Mask labeling items
- - - -

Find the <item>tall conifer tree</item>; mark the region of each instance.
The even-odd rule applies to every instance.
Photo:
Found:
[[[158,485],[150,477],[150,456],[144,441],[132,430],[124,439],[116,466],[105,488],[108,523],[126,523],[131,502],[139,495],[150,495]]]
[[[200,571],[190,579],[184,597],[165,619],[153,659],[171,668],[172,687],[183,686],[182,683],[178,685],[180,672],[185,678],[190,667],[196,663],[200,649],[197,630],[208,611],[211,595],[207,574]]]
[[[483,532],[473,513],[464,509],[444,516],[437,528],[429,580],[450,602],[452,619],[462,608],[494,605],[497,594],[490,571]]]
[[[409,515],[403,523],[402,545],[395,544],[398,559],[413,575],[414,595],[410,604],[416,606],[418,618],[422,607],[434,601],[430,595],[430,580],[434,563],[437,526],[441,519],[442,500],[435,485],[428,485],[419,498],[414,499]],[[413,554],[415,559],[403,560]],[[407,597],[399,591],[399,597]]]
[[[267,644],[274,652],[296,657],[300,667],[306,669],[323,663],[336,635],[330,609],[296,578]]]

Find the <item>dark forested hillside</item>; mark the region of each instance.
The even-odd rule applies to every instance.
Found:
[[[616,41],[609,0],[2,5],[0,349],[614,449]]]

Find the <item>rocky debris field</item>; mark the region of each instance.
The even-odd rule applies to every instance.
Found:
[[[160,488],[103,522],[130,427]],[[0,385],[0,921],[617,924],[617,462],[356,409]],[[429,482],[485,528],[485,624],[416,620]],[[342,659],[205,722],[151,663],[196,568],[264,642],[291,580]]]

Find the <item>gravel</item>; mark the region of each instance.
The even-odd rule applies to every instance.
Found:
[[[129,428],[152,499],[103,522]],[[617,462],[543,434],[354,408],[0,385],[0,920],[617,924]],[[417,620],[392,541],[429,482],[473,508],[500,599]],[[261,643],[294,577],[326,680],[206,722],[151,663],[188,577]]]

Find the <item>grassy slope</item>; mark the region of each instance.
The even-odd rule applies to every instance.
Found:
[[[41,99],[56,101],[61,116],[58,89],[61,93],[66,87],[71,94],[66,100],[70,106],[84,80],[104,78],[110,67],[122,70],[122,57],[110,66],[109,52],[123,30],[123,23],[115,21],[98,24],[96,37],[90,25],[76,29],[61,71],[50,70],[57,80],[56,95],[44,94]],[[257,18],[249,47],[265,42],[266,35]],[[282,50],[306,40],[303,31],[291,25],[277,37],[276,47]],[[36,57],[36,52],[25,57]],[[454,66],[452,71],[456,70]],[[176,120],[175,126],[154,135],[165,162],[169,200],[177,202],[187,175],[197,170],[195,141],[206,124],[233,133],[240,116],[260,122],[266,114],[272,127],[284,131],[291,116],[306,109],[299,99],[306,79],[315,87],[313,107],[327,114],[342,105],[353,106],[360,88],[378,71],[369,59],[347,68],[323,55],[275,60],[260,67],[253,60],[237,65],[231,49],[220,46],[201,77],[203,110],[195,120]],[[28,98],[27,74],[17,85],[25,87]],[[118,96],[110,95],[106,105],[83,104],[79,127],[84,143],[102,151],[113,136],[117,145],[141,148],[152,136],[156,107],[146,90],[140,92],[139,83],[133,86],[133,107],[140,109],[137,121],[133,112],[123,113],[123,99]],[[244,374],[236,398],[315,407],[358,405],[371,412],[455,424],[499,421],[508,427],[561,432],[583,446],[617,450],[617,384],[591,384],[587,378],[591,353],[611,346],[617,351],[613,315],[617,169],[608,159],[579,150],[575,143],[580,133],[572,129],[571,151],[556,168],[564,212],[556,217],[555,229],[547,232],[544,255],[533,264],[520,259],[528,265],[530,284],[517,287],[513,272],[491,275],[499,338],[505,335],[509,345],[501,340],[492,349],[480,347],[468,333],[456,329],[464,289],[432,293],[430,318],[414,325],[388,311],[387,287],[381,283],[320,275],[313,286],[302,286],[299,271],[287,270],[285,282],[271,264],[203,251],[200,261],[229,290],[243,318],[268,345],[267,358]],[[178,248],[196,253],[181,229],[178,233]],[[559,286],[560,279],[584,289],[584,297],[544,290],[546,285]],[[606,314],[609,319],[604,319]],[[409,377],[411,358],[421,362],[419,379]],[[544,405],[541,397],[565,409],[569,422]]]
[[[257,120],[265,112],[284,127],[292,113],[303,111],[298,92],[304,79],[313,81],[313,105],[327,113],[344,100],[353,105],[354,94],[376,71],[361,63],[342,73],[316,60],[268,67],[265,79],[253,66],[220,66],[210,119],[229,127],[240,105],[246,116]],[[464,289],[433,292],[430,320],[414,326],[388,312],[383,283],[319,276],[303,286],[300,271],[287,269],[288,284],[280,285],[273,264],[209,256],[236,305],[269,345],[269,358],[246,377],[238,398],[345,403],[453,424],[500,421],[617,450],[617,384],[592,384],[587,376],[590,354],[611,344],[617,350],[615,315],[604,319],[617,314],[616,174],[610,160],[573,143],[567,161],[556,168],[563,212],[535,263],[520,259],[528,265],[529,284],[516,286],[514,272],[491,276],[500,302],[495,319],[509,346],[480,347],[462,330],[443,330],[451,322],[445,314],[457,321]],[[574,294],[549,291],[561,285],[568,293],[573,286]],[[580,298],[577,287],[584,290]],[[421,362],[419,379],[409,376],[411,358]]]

- - - -

= PROBLEM TO WORK ON =
Copy out every item above line for line, leaving each one unchanged.

= SOLUTION TO THIS EXERCISE =
Find the <item>tall conifer tree</item>; mark the region of each instance.
The even-odd rule applies to every instance.
Photo:
Found:
[[[158,485],[150,477],[150,456],[144,441],[132,430],[124,439],[116,466],[105,488],[108,523],[126,523],[131,502],[139,495],[150,495]]]
[[[200,571],[190,579],[184,597],[165,619],[153,659],[171,668],[172,687],[183,686],[182,683],[178,685],[180,672],[185,678],[190,667],[196,663],[200,649],[197,630],[208,611],[211,595],[207,574]]]
[[[483,532],[473,513],[464,509],[444,516],[437,528],[429,580],[450,602],[452,619],[462,608],[494,605],[497,594],[490,571]]]
[[[409,515],[403,523],[402,545],[395,544],[398,559],[413,575],[414,595],[410,604],[416,606],[418,618],[422,607],[434,601],[430,595],[430,580],[434,563],[437,526],[441,519],[442,500],[435,485],[428,485],[419,498],[414,499]],[[413,554],[415,559],[403,560]],[[407,597],[399,591],[399,597]]]
[[[267,644],[274,652],[296,657],[300,667],[306,669],[323,663],[336,635],[330,609],[296,578]]]

Find the <item>dark forested hillside</item>; mark the region of each instance.
The even-odd rule applies to every instance.
Found:
[[[616,41],[609,0],[2,5],[0,349],[614,449]]]

Find the <item>rocky debris field</item>; mark the region of each instance.
The even-odd rule applies to every instance.
Found:
[[[160,488],[103,522],[130,427]],[[0,385],[0,921],[617,924],[617,462],[356,409]],[[429,482],[485,528],[485,624],[416,620]],[[342,659],[205,722],[151,663],[196,568],[264,642],[291,580]]]

Find the <item>gravel</item>; mark the region of each instance.
The even-odd rule applies to every instance.
Found:
[[[129,428],[152,499],[103,522]],[[617,462],[543,434],[354,408],[0,385],[0,920],[617,924]],[[417,620],[392,541],[429,482],[473,508],[500,599]],[[261,643],[294,577],[326,680],[206,722],[151,663],[188,577]]]

Find the <item>grassy slope</item>; mark the region of each instance.
The even-odd rule applies to every instance.
Found:
[[[41,99],[56,101],[61,116],[58,89],[61,93],[66,87],[71,94],[66,100],[70,106],[84,80],[104,78],[110,67],[122,70],[122,57],[110,66],[109,52],[123,30],[123,23],[115,21],[98,24],[96,37],[90,25],[76,29],[61,71],[50,70],[57,80],[56,95],[44,94]],[[257,18],[249,47],[265,42],[266,35]],[[282,50],[306,40],[303,31],[291,25],[277,37],[276,47]],[[36,57],[36,52],[25,57]],[[454,66],[452,71],[456,70]],[[176,120],[175,126],[154,135],[165,162],[169,200],[177,202],[187,175],[197,170],[195,141],[206,124],[233,133],[240,116],[260,122],[266,114],[272,127],[284,131],[291,116],[306,109],[299,99],[306,79],[315,87],[313,107],[327,114],[342,105],[353,106],[360,88],[378,71],[369,59],[347,68],[323,55],[275,60],[260,67],[253,60],[237,65],[231,49],[220,46],[201,77],[203,110],[195,120]],[[28,98],[27,74],[17,85],[25,87]],[[118,96],[110,95],[106,105],[83,104],[79,127],[84,143],[102,151],[113,136],[117,145],[141,148],[152,136],[156,107],[146,90],[140,92],[139,83],[133,86],[133,107],[140,109],[137,121],[133,112],[123,113],[123,99]],[[244,374],[236,398],[315,407],[358,405],[371,412],[455,424],[499,421],[508,427],[561,432],[583,446],[617,450],[617,384],[591,384],[587,378],[591,353],[611,346],[617,351],[613,315],[617,169],[608,159],[579,150],[575,143],[580,133],[572,129],[571,151],[556,168],[564,212],[556,217],[555,229],[547,232],[544,255],[533,264],[520,259],[528,265],[530,284],[517,287],[513,272],[491,275],[499,338],[505,335],[509,345],[501,340],[492,349],[480,347],[468,333],[456,329],[464,289],[432,293],[430,318],[414,325],[388,311],[387,287],[381,283],[320,275],[313,286],[302,286],[299,271],[287,270],[285,282],[271,264],[203,251],[200,261],[229,290],[243,318],[268,345],[267,358]],[[178,248],[196,253],[181,229],[178,233]],[[559,286],[560,279],[584,289],[584,297],[544,290],[546,285]],[[606,314],[609,319],[604,319]],[[409,377],[411,358],[421,362],[419,379]],[[544,405],[541,397],[565,409],[569,422]]]
[[[257,120],[265,112],[284,127],[292,113],[303,111],[298,92],[304,79],[313,81],[313,105],[327,113],[344,100],[353,105],[354,94],[376,71],[361,63],[342,73],[316,60],[268,67],[265,79],[253,66],[220,66],[210,119],[229,127],[240,105],[246,116]],[[464,289],[433,292],[430,320],[414,326],[388,312],[383,283],[319,276],[303,286],[300,271],[287,269],[288,284],[280,285],[273,264],[209,256],[236,305],[269,345],[269,358],[246,377],[238,398],[345,403],[453,424],[500,421],[617,450],[617,384],[592,384],[587,376],[590,354],[611,344],[617,350],[615,315],[604,319],[617,314],[616,174],[610,160],[573,143],[567,161],[556,168],[563,212],[535,263],[520,259],[528,265],[529,284],[516,286],[514,272],[491,276],[500,302],[495,319],[509,346],[480,347],[462,330],[443,330],[451,322],[445,314],[457,321]],[[574,294],[549,291],[561,285],[568,293],[573,286]],[[580,298],[577,287],[584,290]],[[421,362],[419,379],[409,376],[411,358]]]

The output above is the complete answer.